Text provided:
------------------------------------------------------------------------

Background

Rubus is the largest genus in the family Rosaceae, with approximately 700 species. Plants are widely distributed in the temperate and sub-tropical regions of the Northern Hemisphere, with only a few species found in the Southern Hemisphere. There are more than 208 species found in China, 139 of which are endemic [1]. There is a growing interest in the abundance of regional taxonomic treatments, new species, and new accounts of the genus Rubus in China [2,3,4,5,6,7,8,9,10,11,12].

Rubus has been used in traditional Chinese medicine since ancient times. The fruits are well-known in Asia, Europe, and North America and have a long history of usefulness in these regions, especially in some European countries. Some natural species, such as R. corchorifolius, are widely cultivated for their medicinal, edible, and ornamental value.

Rubus is well-known for its diversity, leaf shape, inflorescence architecture, reproductive pattern, and other features. The plant is typically armed with bristles, prickles, or glandular hairs; the leaf exhibits simple, palmate, or pinnate shapes; flowers are pentamerous and mostly bisexual; achenes are drupelets or drupaceous and are aggregated on a penduncle as semispherical, conical, or cylindrical fruits [1]. Rubus is one of the most difficult taxa of flowering plants to classify due to its highly variable morphologies, and its complicated apomixis, polyploidy, and hybridization [13, 14]. Therefore, it is essential to construct a phylogeny tree using molecular evidence to better understand the relationships between species and improve the development and utilization of wild germplasm resources.

The most widely-accepted taxonomic system of the genus Rubus was built by Focke [15,16,17]. According to Focke, Rubus was separated into 12 subgenera, the largest being Rubus (132 species), Idaeobatus (117 species), and Malachobatus (115 species). Rubus is found mainly in Europe and North America, according to Flora of China (FOC), while Malachobatus and Idaeobatus are typically found throughout Asia, especially China [1].

------------------------------------------------------------------------

Collected data entries:
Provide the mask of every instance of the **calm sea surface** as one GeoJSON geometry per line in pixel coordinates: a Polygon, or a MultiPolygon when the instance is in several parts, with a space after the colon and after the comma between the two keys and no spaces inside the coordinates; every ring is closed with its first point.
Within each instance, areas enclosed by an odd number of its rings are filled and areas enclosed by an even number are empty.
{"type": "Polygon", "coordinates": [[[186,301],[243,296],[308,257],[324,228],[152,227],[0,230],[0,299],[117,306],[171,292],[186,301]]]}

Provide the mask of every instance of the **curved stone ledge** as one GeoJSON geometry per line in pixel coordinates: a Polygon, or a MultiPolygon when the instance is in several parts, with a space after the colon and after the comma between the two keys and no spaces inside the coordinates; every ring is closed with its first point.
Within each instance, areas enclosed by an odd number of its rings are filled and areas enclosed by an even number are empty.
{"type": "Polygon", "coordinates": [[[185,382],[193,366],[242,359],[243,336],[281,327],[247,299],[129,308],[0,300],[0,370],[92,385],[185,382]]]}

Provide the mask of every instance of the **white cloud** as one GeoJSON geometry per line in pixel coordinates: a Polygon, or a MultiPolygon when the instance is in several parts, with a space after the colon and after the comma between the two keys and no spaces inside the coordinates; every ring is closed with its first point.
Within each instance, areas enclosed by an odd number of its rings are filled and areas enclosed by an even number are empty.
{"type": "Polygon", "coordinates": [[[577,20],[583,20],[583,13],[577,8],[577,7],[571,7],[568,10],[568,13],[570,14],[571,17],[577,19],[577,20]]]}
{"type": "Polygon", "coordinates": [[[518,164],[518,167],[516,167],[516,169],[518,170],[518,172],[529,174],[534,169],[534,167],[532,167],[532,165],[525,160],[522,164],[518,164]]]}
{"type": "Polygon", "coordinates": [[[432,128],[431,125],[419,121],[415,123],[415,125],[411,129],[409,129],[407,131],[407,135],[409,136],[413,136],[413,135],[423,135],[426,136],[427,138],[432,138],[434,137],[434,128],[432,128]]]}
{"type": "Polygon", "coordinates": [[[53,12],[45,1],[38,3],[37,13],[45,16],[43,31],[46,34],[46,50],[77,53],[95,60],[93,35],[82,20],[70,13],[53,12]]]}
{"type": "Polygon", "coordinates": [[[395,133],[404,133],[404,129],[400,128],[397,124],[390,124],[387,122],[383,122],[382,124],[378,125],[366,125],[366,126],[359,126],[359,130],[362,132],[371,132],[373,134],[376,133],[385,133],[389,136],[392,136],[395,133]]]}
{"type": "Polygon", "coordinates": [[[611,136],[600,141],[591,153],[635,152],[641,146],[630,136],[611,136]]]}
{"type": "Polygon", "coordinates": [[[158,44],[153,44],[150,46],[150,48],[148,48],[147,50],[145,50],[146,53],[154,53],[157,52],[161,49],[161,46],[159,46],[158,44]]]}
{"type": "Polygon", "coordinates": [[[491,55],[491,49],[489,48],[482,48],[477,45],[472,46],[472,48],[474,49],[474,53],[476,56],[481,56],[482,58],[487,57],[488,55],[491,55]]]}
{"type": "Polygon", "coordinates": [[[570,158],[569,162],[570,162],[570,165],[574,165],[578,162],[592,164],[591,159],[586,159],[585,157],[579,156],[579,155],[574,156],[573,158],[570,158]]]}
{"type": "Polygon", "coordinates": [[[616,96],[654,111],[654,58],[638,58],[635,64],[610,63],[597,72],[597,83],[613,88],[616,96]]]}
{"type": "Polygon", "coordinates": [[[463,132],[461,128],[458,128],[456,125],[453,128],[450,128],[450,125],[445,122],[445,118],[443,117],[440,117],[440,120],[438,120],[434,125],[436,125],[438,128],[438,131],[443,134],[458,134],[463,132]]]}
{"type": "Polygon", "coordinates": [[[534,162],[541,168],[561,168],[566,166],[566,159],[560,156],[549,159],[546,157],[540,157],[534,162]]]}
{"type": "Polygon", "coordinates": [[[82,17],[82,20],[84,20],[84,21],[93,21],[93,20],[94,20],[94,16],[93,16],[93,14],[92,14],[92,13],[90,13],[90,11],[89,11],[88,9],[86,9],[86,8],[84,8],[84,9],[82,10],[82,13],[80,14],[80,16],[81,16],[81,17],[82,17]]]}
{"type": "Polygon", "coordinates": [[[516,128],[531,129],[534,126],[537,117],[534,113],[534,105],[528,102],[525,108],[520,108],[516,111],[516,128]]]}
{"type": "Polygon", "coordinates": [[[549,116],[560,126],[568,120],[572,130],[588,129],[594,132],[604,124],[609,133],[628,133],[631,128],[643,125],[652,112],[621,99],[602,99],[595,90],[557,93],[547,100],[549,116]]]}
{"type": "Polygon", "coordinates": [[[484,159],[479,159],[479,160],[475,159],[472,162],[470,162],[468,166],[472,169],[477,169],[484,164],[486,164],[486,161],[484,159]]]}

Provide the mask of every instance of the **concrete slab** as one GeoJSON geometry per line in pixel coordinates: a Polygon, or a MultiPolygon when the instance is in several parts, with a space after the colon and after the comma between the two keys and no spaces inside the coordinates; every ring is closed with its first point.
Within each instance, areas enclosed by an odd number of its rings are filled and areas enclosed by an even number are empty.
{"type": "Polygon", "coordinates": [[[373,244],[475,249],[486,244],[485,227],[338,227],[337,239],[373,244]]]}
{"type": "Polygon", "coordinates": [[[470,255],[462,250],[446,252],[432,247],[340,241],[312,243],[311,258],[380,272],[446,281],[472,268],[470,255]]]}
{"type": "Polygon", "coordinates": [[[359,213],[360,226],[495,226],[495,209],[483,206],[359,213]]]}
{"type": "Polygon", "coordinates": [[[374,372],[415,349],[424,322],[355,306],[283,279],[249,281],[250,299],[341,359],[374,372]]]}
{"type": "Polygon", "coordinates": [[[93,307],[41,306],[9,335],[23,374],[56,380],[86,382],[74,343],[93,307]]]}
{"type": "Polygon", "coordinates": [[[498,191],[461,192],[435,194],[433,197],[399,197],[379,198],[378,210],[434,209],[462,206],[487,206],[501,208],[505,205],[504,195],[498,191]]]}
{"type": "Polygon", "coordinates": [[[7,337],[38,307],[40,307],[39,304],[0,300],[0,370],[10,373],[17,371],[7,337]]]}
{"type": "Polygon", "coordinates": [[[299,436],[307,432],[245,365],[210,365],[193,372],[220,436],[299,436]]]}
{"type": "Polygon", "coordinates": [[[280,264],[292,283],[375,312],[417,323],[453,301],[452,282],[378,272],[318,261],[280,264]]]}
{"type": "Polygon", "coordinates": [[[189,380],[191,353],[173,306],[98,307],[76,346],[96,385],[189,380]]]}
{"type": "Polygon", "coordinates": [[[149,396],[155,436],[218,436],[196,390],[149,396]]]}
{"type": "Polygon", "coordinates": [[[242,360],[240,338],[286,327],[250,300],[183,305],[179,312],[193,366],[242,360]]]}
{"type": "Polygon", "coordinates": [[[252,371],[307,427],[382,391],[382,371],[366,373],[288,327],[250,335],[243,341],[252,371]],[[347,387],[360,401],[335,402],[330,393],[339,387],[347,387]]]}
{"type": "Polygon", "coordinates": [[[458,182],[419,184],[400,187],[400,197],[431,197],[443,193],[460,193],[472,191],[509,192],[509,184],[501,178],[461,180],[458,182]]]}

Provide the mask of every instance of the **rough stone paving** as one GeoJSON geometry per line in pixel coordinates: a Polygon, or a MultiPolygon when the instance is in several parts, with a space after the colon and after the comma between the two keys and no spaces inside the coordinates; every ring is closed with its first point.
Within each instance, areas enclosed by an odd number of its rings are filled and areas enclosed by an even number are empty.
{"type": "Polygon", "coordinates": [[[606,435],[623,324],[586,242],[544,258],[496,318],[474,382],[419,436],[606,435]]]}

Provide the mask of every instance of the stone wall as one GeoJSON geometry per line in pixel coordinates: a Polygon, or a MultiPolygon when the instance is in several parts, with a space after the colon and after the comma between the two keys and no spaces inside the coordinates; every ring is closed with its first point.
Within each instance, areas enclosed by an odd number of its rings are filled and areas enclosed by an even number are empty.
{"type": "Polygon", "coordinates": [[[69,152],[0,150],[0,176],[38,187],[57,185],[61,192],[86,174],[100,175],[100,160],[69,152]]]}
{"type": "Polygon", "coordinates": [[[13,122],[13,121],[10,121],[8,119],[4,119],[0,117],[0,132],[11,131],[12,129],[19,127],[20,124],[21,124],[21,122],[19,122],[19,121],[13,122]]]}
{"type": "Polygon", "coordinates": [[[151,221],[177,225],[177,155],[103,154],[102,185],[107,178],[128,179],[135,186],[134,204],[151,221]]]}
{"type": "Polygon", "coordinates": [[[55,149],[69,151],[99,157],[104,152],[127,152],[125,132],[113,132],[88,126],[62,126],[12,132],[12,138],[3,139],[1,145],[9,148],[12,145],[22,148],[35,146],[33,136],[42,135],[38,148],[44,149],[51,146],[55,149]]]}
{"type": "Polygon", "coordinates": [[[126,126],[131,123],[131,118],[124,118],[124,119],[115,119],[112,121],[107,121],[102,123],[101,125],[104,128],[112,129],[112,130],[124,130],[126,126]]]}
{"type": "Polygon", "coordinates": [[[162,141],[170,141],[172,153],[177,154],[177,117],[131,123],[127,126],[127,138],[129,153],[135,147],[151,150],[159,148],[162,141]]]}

------------------------------------------------------------------------

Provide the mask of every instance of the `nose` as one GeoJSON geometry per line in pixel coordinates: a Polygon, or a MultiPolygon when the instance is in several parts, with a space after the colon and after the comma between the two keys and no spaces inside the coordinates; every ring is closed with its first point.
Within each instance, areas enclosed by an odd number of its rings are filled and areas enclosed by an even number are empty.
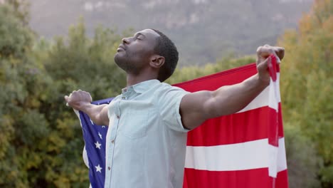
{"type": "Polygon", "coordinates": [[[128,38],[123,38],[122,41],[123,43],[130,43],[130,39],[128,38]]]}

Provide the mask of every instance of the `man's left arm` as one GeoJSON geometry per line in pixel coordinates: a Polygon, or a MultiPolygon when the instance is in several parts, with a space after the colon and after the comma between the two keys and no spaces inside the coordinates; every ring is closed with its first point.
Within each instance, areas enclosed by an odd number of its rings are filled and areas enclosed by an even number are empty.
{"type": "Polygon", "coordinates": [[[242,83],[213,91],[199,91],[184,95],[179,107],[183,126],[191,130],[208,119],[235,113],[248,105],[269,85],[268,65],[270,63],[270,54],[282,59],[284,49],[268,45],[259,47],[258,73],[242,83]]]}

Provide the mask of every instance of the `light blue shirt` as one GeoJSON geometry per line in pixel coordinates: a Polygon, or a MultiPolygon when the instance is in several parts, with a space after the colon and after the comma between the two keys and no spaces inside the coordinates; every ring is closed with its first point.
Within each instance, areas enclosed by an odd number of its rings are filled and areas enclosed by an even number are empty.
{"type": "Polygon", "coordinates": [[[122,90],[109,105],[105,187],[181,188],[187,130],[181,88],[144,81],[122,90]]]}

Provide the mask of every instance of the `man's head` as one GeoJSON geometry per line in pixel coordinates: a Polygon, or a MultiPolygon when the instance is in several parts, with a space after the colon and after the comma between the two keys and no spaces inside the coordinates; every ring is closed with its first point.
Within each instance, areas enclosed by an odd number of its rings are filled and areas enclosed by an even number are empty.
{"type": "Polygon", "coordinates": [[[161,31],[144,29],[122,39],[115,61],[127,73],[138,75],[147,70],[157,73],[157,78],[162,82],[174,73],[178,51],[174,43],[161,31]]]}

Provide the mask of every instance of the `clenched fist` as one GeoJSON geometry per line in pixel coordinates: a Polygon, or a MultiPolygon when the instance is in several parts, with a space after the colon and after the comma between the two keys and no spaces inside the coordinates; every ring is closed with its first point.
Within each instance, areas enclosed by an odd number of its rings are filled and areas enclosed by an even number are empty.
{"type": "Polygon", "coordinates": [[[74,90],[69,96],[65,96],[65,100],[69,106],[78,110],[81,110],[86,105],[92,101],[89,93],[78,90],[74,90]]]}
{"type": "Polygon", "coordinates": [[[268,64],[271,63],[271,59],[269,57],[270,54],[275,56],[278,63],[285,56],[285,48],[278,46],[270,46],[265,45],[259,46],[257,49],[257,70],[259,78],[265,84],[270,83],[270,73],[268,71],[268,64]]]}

------------------------------------------------------------------------

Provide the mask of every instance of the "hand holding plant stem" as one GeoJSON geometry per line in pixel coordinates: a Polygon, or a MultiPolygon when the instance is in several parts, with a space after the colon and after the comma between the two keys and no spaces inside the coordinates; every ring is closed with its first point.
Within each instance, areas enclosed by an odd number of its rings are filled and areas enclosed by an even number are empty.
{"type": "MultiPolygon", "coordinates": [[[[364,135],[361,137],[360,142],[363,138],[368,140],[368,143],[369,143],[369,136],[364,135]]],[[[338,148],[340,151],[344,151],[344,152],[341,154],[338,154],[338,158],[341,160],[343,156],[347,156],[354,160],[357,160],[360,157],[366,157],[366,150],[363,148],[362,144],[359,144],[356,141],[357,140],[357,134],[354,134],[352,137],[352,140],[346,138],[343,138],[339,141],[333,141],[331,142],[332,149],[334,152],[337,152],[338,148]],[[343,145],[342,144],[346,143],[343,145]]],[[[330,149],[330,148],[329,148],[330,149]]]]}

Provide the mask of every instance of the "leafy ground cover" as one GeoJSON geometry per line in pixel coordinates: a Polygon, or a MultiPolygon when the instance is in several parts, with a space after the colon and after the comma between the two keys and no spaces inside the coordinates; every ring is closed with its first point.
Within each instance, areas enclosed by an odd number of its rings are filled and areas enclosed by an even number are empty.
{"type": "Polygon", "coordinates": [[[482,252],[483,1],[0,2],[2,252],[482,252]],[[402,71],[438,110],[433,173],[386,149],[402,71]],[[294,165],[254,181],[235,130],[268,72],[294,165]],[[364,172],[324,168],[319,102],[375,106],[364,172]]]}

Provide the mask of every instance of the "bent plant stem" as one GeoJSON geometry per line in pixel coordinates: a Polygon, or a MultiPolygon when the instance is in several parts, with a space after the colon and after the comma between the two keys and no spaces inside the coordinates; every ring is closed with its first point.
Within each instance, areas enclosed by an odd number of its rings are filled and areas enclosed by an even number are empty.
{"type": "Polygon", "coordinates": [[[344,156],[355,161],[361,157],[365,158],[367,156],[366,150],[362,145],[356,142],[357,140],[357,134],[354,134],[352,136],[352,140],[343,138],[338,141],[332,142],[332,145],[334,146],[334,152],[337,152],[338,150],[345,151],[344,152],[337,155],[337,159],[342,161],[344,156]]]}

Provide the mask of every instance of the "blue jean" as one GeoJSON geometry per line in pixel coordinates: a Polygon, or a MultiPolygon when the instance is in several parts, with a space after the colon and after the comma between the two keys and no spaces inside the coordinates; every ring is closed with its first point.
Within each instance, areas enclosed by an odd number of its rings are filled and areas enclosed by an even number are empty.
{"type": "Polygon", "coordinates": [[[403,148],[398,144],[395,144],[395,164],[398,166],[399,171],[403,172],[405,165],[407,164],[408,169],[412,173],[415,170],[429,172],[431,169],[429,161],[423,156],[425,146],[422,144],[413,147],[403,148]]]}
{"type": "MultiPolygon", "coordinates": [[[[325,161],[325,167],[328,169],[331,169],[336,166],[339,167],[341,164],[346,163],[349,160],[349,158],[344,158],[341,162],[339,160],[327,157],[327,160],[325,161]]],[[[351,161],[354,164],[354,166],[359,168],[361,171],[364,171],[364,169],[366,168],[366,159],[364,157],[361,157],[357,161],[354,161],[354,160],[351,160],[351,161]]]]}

------------------------------------------------------------------------

Brief 1:
Summarize the background section on Rubus in two sentences.
Brief 2:
In the background section on Rubus, how many of the species found in China are endemic?
Brief 3:
Reproduce the background section on Rubus, everything from "Rubus is the" down to "in China [2,3,4,5,6,7,8,9,10,11,12].".

Problem solution 1:
Rubus, the largest genus in the Rosaceae with about 700 species, is widely distributed in the temperate and subtropical Northern Hemisphere, has more than 208 species in China, and has long been used in traditional Chinese medicine. Because its highly variable morphology, apomixis, polyploidy, and hybridization make it one of the hardest flowering-plant taxa to classify, a molecular phylogeny is needed, while Focke's widely accepted system divides the genus into 12 subgenera.

Problem solution 2:
139 of the more than 208 species found in China are endemic.

Problem solution 3:
Rubus is the largest genus in the family Rosaceae, with approximately 700 species. Plants are widely distributed in the temperate and sub-tropical regions of the Northern Hemisphere, with only a few species found in the Southern Hemisphere. There are more than 208 species found in China, 139 of which are endemic [1]. There is a growing interest in the abundance of regional taxonomic treatments, new species, and new accounts of the genus Rubus in China [2,3,4,5,6,7,8,9,10,11,12].